## Assignment
Your task is to copy every line of the records below that contains "green".

## Study material
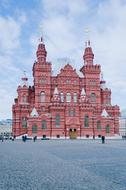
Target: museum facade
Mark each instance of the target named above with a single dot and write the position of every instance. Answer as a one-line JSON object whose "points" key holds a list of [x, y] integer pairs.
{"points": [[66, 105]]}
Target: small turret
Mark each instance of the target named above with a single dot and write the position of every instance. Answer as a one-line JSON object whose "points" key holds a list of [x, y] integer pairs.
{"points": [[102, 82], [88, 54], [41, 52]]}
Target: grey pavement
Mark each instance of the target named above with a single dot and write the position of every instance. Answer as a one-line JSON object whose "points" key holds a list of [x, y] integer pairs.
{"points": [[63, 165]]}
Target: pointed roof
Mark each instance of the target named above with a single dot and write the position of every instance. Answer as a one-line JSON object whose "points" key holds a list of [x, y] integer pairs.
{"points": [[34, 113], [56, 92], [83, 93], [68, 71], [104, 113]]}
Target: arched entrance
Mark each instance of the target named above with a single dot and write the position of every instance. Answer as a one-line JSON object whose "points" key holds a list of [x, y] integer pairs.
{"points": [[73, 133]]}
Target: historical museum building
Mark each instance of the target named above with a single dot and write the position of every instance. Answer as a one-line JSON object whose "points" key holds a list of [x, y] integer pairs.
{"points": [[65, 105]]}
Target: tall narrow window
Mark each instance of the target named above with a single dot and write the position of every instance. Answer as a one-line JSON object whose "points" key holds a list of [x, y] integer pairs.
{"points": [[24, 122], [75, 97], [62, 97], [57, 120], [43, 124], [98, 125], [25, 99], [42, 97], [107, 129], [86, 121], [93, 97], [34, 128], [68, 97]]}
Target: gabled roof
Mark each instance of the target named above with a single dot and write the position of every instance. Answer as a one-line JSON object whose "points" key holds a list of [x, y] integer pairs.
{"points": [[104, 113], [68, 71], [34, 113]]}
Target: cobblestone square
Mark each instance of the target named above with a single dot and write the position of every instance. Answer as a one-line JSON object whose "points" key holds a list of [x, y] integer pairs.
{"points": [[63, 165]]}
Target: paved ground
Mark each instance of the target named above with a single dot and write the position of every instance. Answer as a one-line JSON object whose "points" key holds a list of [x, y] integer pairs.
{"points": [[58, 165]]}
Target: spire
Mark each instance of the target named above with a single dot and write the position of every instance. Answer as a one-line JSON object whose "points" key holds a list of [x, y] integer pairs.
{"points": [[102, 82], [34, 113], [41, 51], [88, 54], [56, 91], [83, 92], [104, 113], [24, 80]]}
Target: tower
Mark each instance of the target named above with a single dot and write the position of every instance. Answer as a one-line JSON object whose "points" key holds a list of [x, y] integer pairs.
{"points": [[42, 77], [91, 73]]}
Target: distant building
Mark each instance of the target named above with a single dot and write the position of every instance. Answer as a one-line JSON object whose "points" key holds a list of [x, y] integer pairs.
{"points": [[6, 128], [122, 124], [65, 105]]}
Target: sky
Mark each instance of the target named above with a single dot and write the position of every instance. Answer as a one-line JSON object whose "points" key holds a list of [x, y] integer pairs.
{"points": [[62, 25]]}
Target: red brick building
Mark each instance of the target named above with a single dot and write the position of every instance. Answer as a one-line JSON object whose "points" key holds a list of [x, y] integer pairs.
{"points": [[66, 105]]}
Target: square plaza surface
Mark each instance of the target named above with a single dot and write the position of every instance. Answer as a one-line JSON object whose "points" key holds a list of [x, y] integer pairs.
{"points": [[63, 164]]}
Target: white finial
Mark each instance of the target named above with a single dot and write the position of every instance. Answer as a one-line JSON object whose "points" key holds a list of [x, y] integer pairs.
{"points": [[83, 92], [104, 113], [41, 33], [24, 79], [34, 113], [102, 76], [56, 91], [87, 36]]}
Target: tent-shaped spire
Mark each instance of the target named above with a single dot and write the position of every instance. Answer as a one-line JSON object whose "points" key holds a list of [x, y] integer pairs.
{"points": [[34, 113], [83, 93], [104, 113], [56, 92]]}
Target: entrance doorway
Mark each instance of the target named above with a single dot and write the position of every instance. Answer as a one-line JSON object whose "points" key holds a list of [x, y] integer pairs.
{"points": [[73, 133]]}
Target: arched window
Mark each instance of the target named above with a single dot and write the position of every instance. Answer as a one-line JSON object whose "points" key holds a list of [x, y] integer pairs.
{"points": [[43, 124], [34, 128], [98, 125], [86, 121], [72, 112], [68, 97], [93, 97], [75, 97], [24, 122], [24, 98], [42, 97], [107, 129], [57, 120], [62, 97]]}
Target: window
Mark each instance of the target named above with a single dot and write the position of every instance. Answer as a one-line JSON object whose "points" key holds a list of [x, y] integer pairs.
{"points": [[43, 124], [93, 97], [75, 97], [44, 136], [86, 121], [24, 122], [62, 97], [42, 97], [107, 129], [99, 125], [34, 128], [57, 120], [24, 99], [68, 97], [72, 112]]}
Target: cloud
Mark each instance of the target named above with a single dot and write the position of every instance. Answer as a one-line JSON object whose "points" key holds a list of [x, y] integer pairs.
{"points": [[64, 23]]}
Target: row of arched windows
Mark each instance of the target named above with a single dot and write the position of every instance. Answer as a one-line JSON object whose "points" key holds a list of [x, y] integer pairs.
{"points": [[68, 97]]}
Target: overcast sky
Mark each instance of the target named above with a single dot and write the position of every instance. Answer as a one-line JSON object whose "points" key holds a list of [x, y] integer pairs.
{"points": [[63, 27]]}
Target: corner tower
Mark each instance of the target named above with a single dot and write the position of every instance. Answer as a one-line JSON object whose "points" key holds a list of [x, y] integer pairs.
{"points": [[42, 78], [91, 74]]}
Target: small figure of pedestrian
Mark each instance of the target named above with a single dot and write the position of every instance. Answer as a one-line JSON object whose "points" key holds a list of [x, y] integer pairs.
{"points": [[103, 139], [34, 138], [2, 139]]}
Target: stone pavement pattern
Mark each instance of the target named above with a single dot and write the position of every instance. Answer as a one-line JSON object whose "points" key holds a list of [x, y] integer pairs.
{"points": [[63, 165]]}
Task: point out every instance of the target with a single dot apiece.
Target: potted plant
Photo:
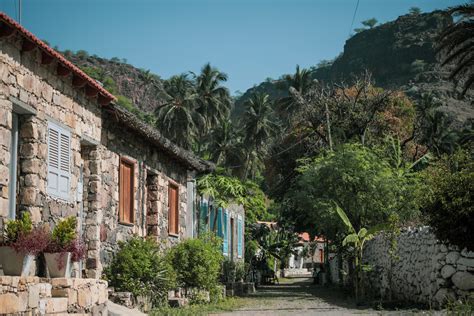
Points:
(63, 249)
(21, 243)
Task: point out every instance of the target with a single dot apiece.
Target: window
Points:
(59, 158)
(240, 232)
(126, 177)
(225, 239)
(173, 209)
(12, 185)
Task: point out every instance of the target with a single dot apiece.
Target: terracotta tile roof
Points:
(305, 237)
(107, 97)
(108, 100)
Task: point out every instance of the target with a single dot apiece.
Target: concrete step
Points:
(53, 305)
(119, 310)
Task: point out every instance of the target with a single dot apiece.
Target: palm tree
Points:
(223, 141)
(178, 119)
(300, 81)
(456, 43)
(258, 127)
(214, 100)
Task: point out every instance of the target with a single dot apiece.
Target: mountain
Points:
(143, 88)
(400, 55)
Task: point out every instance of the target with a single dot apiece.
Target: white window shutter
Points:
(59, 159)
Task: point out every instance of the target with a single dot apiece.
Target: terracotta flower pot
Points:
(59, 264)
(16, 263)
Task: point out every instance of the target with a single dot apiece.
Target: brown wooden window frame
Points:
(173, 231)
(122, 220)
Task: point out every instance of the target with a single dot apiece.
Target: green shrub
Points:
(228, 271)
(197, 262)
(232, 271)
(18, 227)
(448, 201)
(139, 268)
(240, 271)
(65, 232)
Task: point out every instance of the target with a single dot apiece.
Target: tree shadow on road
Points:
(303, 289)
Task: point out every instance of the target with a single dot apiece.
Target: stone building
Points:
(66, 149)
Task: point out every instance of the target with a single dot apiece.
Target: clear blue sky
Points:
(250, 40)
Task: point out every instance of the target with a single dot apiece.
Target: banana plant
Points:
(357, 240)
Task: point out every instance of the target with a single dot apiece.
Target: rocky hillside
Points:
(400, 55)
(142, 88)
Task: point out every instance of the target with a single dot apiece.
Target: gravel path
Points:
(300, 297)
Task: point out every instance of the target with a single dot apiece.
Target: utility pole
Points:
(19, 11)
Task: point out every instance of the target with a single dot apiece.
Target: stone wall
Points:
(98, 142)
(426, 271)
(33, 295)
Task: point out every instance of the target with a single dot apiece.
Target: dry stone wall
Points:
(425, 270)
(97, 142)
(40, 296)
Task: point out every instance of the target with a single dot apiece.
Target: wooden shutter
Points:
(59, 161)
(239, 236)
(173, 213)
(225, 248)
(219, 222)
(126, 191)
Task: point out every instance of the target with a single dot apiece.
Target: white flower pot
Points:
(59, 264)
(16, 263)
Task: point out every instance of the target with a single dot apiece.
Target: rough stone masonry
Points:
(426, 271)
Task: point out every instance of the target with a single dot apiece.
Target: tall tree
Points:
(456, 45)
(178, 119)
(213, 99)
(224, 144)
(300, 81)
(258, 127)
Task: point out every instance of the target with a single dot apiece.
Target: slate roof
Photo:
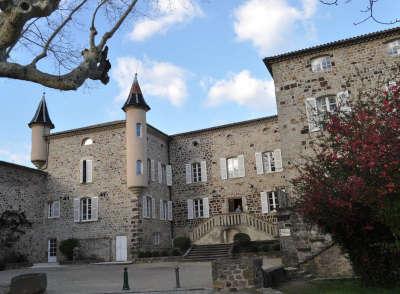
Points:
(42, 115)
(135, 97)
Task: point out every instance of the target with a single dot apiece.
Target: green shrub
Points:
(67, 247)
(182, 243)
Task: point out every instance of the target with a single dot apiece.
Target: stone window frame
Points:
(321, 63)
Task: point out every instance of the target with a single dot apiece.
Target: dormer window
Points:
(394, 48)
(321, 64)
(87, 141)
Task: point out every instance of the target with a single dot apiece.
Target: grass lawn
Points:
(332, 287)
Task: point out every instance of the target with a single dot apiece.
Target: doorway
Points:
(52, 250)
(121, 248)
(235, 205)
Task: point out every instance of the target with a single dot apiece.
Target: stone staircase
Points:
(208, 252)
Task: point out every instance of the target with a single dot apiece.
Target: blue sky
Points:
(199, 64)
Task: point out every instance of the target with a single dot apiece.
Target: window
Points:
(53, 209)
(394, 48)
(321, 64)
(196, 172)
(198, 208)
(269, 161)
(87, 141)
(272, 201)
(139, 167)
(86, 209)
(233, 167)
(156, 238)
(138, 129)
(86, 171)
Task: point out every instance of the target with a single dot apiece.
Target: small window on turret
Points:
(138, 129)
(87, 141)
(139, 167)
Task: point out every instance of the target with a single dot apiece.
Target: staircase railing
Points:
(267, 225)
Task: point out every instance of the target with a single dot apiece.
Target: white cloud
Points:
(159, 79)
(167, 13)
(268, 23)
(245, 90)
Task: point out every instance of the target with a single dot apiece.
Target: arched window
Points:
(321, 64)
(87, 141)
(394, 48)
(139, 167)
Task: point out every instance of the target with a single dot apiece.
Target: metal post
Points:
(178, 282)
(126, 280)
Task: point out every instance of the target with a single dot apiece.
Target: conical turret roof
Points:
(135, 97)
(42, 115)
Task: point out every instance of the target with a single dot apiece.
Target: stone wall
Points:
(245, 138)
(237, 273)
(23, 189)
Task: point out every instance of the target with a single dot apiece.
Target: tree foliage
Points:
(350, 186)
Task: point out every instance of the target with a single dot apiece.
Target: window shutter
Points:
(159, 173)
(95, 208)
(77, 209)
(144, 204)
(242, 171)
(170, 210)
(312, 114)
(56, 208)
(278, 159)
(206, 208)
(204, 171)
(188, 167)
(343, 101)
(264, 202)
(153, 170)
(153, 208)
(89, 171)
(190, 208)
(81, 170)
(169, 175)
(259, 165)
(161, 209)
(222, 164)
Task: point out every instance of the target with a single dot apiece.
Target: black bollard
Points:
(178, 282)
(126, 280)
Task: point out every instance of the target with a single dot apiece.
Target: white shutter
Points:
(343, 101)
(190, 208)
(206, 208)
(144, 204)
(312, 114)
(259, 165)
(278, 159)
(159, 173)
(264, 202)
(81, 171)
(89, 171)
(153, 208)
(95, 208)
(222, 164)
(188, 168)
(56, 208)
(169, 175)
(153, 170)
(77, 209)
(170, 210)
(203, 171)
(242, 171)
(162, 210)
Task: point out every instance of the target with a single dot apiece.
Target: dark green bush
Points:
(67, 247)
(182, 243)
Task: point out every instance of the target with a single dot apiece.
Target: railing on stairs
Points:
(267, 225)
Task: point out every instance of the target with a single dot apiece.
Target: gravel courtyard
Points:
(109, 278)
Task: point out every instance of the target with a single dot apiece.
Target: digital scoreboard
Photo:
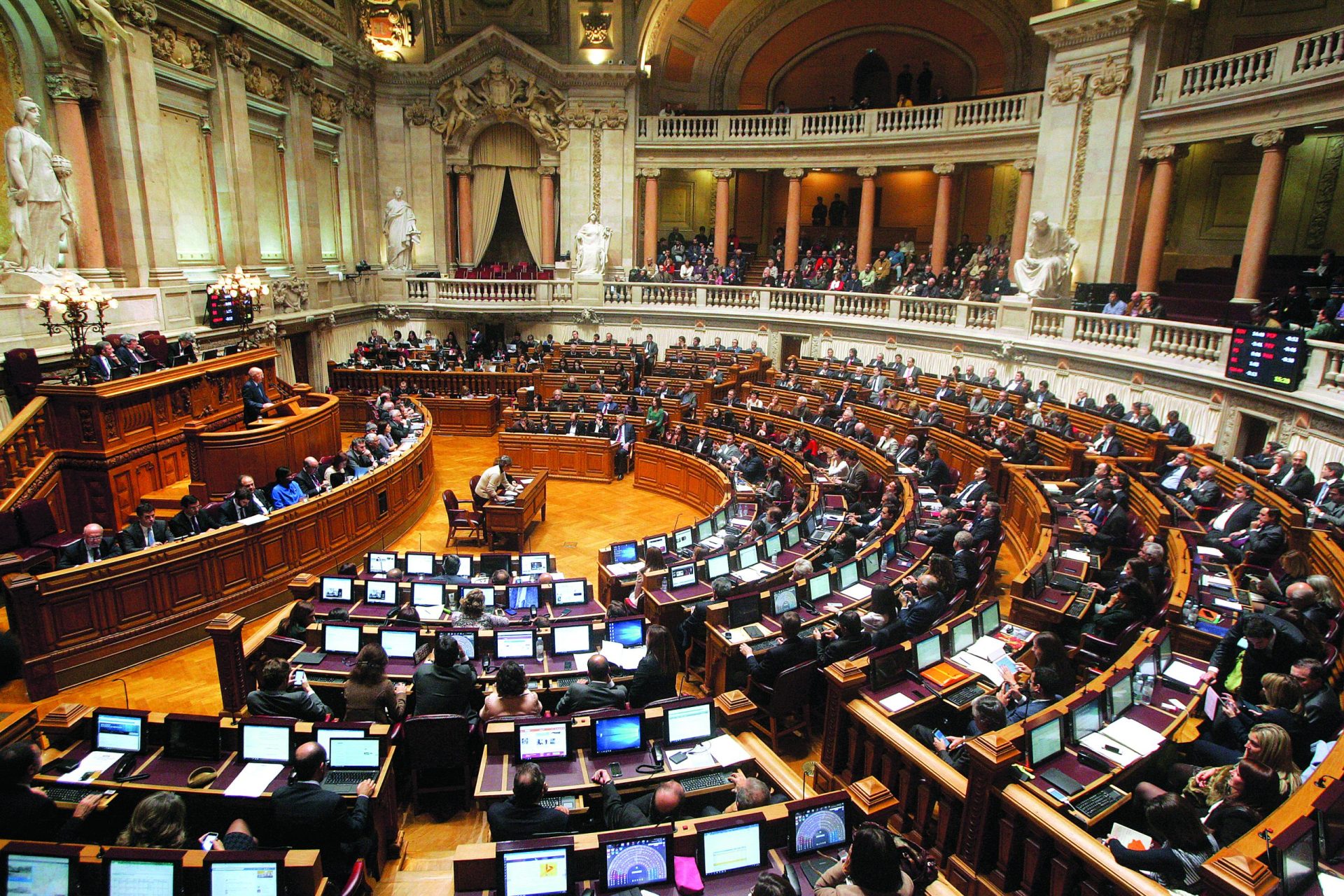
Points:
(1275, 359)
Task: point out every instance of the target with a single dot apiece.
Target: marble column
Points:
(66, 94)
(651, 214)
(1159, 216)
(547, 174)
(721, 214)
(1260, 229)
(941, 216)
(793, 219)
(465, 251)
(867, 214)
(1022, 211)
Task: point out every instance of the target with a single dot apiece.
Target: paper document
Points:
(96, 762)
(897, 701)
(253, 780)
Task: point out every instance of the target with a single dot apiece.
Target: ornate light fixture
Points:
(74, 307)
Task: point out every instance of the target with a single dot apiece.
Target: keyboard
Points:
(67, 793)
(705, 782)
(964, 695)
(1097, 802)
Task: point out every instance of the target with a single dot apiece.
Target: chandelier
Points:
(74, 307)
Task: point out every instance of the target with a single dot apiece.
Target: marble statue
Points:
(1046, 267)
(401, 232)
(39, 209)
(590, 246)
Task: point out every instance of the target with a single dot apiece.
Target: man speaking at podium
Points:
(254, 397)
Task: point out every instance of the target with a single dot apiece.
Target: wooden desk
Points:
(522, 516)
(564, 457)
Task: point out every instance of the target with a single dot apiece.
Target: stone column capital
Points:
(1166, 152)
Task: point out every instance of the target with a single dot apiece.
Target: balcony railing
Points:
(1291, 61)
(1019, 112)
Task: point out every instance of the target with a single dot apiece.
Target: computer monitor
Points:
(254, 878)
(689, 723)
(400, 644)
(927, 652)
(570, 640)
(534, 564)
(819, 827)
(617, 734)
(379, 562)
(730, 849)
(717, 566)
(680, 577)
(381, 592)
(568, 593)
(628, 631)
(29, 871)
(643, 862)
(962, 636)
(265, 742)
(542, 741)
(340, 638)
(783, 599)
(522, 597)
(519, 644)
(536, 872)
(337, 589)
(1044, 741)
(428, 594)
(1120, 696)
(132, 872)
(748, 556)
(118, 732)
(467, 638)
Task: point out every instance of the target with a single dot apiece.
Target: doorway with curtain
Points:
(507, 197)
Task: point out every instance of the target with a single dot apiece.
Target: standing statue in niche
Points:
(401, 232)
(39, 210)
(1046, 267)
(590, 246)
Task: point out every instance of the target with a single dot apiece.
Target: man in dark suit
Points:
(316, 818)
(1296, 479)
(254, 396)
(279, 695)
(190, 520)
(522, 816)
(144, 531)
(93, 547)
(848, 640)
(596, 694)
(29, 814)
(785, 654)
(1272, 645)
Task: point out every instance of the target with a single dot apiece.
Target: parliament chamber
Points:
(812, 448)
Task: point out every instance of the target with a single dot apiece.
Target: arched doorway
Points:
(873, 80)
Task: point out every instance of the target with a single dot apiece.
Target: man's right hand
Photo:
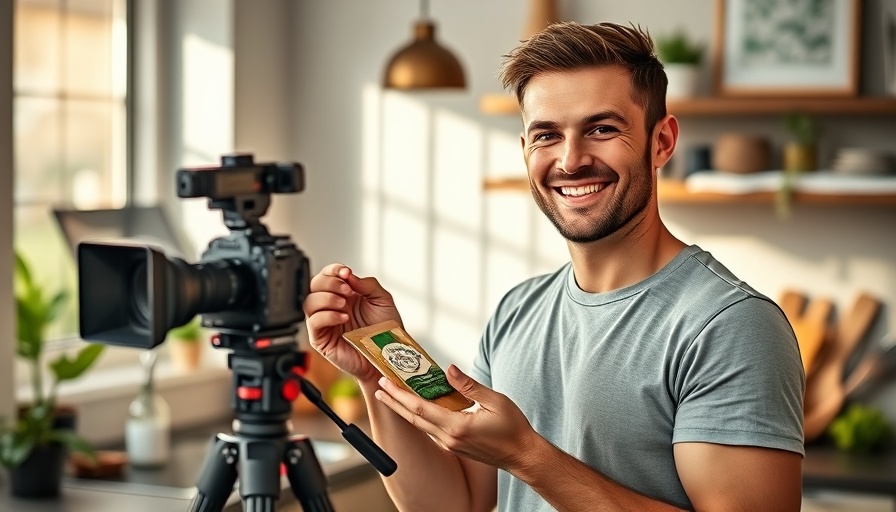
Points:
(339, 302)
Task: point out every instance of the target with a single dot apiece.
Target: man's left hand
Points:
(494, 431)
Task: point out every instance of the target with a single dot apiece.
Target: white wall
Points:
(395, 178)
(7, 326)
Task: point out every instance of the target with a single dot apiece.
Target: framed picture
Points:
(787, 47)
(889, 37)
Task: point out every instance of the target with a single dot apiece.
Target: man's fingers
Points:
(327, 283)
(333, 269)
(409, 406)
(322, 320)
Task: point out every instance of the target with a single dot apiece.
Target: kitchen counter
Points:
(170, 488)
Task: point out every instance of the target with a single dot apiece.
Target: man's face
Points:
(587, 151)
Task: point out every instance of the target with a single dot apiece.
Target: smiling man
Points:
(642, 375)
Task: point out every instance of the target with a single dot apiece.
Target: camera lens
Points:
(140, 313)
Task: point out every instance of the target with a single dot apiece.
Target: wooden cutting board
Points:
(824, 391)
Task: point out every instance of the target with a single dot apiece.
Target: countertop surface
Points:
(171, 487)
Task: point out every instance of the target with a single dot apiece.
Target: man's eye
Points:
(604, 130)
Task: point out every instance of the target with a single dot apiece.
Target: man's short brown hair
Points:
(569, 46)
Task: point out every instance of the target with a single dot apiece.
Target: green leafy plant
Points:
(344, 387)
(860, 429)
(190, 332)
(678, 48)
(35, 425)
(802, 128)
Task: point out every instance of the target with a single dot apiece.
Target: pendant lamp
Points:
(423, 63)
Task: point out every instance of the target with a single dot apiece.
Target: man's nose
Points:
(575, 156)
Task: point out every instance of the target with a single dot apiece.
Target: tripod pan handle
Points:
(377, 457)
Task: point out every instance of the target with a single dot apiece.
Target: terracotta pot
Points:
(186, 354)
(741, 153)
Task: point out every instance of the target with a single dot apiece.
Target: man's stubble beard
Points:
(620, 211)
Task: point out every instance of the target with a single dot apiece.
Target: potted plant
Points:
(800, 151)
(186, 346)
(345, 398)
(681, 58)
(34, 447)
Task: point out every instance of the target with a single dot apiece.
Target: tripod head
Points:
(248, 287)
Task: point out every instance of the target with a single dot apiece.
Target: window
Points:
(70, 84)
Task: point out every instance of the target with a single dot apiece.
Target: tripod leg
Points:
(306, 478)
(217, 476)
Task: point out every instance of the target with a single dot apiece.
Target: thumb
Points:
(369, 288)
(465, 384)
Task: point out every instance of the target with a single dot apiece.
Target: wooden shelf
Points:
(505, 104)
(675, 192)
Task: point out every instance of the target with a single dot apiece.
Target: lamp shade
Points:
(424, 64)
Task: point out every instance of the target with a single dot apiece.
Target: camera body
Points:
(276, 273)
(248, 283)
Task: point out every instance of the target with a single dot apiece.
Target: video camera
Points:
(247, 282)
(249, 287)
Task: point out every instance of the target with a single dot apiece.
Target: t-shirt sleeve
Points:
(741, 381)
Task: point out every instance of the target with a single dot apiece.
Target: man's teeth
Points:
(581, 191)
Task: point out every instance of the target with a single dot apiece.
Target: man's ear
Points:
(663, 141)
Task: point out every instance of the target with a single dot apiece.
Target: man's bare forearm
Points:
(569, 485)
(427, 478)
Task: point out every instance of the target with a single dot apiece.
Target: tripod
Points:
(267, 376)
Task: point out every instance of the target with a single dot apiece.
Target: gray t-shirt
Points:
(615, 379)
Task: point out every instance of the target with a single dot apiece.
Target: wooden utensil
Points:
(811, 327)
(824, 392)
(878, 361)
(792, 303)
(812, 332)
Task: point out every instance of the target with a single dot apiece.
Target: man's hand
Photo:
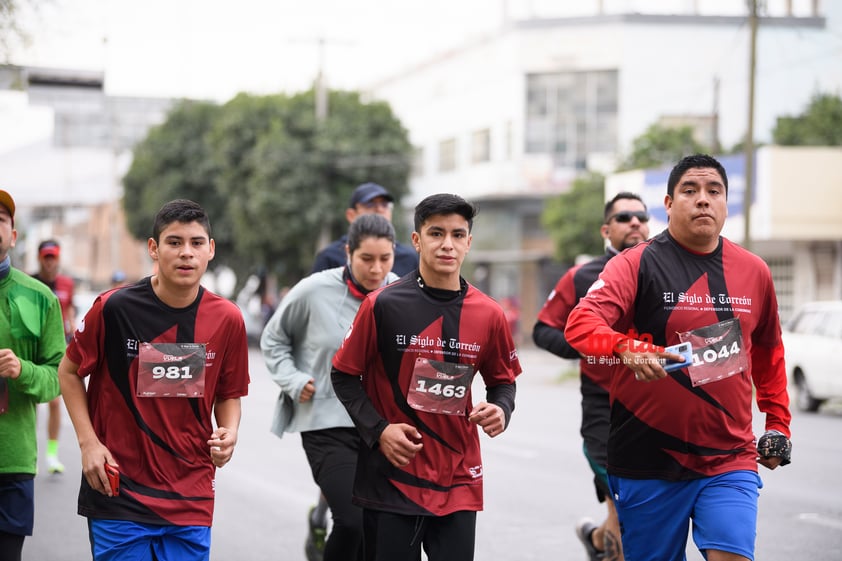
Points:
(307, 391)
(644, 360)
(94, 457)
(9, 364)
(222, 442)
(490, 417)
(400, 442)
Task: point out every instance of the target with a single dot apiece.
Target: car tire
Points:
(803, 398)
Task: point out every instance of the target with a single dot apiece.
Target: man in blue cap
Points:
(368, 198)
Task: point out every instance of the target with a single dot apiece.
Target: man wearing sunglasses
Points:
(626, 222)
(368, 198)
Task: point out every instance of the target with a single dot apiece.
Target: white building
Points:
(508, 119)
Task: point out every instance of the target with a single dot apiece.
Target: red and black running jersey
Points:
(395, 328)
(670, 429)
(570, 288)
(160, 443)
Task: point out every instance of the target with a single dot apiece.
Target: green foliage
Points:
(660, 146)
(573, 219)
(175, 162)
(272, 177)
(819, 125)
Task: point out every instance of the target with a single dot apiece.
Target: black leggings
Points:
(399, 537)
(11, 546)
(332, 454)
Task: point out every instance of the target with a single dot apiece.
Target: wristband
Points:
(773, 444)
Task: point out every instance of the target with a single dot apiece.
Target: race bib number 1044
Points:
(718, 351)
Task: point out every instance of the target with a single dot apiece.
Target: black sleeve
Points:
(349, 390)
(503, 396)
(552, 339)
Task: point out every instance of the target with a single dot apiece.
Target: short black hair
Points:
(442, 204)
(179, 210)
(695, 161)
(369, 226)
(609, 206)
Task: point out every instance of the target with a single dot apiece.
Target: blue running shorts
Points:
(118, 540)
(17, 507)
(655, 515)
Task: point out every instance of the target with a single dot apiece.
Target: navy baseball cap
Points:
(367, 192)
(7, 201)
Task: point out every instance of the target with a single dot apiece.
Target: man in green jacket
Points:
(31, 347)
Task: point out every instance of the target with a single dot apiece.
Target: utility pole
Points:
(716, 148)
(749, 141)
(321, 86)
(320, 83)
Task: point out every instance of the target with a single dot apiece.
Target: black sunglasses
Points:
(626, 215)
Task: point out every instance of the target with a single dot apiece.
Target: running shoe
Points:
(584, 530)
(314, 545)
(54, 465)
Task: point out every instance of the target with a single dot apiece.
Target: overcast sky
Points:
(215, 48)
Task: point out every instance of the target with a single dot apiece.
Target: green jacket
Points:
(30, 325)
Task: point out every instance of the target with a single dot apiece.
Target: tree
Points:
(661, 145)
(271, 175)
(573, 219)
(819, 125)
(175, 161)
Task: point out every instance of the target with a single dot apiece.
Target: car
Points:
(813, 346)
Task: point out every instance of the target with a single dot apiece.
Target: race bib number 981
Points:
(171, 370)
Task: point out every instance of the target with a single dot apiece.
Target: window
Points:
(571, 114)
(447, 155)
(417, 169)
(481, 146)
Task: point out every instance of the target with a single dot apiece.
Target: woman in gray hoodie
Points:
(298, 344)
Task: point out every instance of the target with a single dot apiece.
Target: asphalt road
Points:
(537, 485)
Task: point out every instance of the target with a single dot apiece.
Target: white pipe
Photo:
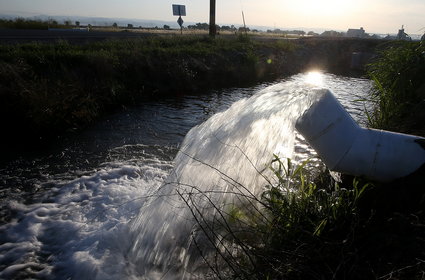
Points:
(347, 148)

## Reply to the task
Target: green shrub
Target: green shrub
Target: dark green bush
Target: green leafy plant
Target: green foliage
Target: man in green jacket
Target: green jacket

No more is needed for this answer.